### Supplied data
++++++++++

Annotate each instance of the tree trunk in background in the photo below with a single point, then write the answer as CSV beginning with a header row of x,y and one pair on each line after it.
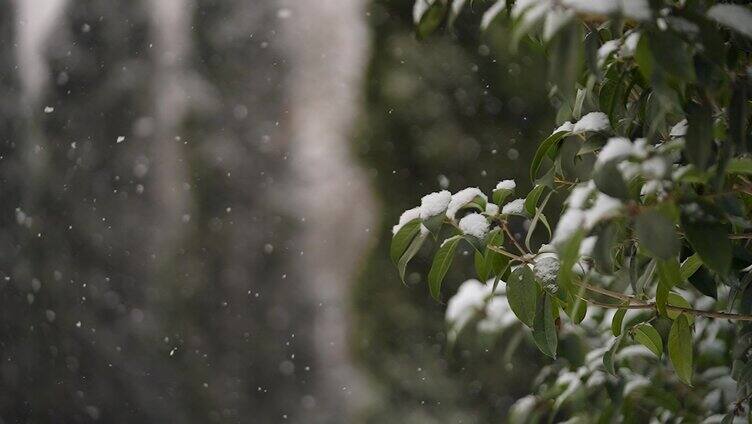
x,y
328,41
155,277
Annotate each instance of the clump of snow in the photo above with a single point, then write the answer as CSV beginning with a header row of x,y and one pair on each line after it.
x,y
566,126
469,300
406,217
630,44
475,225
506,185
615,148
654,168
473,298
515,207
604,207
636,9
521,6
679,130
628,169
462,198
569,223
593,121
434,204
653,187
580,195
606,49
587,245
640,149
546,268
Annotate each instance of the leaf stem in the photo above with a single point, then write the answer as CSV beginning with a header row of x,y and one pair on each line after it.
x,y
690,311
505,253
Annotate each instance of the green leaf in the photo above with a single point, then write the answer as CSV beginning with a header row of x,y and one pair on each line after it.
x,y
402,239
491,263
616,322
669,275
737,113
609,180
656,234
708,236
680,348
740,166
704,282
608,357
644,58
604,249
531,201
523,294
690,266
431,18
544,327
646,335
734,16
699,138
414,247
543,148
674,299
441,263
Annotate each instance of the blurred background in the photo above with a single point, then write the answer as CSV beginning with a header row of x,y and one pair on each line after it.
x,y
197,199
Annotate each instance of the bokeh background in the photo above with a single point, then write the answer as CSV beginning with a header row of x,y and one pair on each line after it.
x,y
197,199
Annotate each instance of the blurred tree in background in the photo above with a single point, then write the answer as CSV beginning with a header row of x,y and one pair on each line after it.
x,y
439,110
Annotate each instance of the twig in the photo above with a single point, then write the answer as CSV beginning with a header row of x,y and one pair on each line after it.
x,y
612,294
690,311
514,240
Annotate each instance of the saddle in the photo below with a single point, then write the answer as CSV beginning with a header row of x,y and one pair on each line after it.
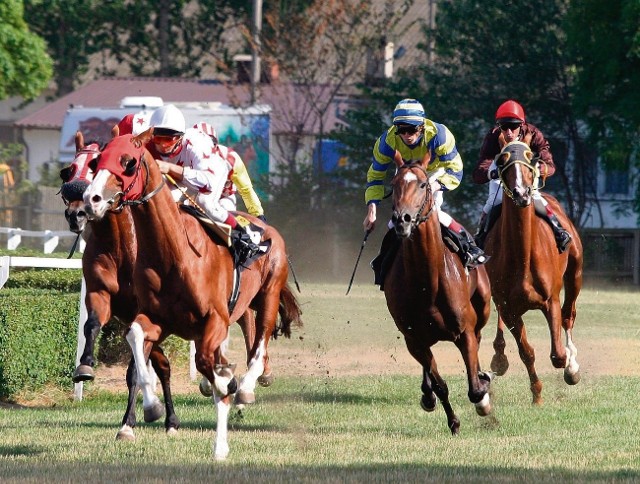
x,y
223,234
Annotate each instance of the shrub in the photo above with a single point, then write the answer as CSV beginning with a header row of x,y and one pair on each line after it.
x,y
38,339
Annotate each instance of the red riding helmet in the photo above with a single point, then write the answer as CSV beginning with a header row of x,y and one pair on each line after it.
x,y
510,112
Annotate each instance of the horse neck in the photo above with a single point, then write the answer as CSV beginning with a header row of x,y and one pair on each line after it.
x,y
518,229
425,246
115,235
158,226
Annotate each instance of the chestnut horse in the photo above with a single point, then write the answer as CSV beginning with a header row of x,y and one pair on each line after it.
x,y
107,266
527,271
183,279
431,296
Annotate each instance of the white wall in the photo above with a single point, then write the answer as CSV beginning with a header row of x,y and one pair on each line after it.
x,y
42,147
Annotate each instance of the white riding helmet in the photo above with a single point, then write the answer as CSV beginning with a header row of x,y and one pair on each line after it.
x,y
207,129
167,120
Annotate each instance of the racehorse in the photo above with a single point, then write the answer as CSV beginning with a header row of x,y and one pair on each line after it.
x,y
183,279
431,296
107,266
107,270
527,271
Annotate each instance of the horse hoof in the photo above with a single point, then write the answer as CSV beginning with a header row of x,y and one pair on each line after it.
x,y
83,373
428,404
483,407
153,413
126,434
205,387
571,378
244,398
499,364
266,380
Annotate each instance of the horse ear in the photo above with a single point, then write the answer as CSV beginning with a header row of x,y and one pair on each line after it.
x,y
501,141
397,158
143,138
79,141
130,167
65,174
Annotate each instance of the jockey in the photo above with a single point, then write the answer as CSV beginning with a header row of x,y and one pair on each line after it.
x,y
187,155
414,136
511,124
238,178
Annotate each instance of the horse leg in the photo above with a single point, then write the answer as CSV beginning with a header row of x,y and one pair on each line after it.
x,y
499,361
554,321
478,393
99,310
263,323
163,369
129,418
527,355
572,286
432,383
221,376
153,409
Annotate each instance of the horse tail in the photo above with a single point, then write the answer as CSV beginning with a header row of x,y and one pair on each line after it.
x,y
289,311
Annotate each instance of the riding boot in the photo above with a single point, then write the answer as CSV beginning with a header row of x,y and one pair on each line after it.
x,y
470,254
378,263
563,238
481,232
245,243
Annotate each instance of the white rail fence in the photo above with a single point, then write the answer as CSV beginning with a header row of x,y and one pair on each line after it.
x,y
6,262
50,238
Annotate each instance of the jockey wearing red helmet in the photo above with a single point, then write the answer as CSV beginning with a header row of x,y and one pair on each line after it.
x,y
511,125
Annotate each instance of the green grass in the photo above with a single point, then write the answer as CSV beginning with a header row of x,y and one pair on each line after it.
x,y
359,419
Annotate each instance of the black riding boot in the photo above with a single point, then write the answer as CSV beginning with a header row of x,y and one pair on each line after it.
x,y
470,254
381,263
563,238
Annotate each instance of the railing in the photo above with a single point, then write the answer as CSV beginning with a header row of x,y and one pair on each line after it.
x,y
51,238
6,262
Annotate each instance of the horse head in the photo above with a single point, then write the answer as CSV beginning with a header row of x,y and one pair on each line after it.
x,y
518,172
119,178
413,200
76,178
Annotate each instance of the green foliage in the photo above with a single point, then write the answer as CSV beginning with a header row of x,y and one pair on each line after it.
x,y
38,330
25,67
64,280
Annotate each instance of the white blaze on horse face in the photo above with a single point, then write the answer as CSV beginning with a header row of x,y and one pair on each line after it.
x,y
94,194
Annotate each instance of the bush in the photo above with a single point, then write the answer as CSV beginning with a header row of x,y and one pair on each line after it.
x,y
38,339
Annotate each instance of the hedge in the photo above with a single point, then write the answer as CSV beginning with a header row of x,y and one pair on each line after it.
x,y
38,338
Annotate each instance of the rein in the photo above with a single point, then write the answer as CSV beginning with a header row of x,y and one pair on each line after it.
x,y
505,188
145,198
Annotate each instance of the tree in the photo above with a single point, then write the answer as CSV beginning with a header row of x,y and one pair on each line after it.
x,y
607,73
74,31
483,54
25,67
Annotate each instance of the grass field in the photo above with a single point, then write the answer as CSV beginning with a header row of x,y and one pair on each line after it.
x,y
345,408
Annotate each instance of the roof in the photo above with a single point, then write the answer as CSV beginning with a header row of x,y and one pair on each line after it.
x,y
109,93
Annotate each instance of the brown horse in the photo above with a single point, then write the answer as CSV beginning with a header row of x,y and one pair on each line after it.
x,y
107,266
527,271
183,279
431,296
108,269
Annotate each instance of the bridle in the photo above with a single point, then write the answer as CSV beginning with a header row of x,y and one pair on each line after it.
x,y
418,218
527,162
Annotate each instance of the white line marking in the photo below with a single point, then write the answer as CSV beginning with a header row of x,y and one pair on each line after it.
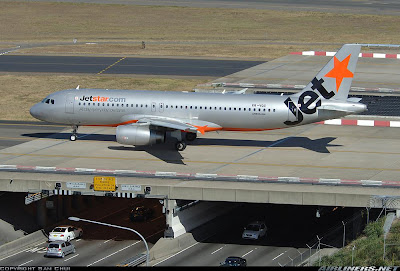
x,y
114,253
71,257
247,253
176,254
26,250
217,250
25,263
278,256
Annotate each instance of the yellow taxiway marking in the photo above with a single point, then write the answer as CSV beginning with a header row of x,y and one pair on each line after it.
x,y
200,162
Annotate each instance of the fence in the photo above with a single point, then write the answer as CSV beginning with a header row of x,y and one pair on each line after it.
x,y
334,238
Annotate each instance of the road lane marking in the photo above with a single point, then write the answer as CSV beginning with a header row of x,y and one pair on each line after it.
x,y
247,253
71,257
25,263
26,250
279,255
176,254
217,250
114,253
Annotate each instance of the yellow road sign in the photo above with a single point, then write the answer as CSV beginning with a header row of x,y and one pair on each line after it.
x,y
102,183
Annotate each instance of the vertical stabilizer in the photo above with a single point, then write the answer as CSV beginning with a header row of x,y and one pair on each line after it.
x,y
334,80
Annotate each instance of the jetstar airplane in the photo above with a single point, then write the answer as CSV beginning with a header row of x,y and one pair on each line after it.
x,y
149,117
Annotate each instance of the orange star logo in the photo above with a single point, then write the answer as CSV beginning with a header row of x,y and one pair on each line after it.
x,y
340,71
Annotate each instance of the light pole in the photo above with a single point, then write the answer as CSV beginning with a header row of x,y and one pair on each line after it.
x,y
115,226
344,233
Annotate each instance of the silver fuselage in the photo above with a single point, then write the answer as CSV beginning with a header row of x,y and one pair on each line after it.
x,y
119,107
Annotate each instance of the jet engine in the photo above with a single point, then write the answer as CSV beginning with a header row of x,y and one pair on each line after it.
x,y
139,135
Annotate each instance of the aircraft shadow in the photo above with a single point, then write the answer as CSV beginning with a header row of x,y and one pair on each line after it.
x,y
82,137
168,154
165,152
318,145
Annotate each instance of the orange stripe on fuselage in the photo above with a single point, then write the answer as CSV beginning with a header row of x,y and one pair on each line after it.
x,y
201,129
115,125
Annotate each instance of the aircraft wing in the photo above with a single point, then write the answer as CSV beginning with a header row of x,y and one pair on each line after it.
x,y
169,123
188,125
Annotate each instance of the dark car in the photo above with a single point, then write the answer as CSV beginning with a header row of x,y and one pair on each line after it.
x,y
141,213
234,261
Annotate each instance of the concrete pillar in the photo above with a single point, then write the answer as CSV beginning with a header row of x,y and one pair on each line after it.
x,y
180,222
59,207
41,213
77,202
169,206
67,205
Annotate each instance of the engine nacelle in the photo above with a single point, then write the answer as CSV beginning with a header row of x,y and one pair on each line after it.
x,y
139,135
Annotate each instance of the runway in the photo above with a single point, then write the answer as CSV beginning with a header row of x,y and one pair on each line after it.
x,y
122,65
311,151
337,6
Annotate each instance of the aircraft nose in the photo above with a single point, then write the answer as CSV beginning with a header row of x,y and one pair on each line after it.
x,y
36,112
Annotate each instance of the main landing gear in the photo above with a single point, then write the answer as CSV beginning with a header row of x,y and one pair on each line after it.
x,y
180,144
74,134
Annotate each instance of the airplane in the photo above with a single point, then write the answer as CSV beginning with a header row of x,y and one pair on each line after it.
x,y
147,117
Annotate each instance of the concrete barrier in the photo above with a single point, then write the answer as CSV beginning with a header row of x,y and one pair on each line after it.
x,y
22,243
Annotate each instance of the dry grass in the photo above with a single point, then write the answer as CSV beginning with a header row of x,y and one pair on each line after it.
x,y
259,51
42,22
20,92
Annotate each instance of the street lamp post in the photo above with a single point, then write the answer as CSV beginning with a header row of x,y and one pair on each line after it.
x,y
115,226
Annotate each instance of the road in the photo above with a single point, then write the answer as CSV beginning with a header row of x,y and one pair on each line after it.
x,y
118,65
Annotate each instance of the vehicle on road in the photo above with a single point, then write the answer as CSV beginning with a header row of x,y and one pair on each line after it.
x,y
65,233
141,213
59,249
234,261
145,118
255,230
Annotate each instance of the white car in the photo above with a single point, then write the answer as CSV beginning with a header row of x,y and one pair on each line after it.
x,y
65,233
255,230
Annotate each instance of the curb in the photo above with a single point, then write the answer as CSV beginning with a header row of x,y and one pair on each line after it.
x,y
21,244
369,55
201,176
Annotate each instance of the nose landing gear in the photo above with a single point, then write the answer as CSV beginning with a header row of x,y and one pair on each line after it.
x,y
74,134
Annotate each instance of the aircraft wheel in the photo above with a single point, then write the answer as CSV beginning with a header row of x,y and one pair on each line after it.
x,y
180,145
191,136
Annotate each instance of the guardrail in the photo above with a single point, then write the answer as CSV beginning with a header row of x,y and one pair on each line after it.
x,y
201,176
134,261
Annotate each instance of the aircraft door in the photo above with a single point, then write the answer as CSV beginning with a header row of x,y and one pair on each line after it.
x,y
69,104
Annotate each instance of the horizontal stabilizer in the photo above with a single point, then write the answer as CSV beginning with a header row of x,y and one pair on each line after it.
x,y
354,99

++++++++++

### To do
Return every line from the one holding "Annotate each instance of the vehicle" through the end of the data, exactly as it appears, with both ends kept and nothing else.

### Answer to the problem
Annotate each instance of the vehicle on road in the photo above with a single point, then write the answer as CSV beginning with a header row of x,y and one pair on each line after it.
x,y
65,233
141,213
59,249
234,261
145,118
255,230
Annotate each instance of the white car in the photo above with a single point, then write the answer as CSV beginning with a header row of x,y and one pair on each line after it.
x,y
65,233
255,230
Annotate each instance of the curb in the photo above with a single point, then write the answer as CSV beginning with a header row of x,y and one pair on each line after it.
x,y
21,244
369,55
201,176
Annotate each instance of the nose landing gear in the photo above with a single point, then write the answer as CSV beginning with a header row of x,y and one pair on each line after it.
x,y
74,134
Annotate each instance of the aircraft wheel in the photo above with a single point, then write the answer as CSV beginning with a header row of x,y and one pair on each line after it.
x,y
180,145
191,136
Annotate each instance of the guardrail in the photo above with a single point, then write the answer as CSV beginning with a header row of x,y and one pair on each line after it.
x,y
201,176
134,261
Annotate each instance of the aircraft door in the photo above with a single point, then write the answer as CSV beginning with a header row of x,y and one pair on each line after it.
x,y
69,104
Annotate each instance of the horizontal stabilizer in the photo above with a single point, then write the answer as CSV beginning with a header row of x,y and one pair on each line after it.
x,y
354,99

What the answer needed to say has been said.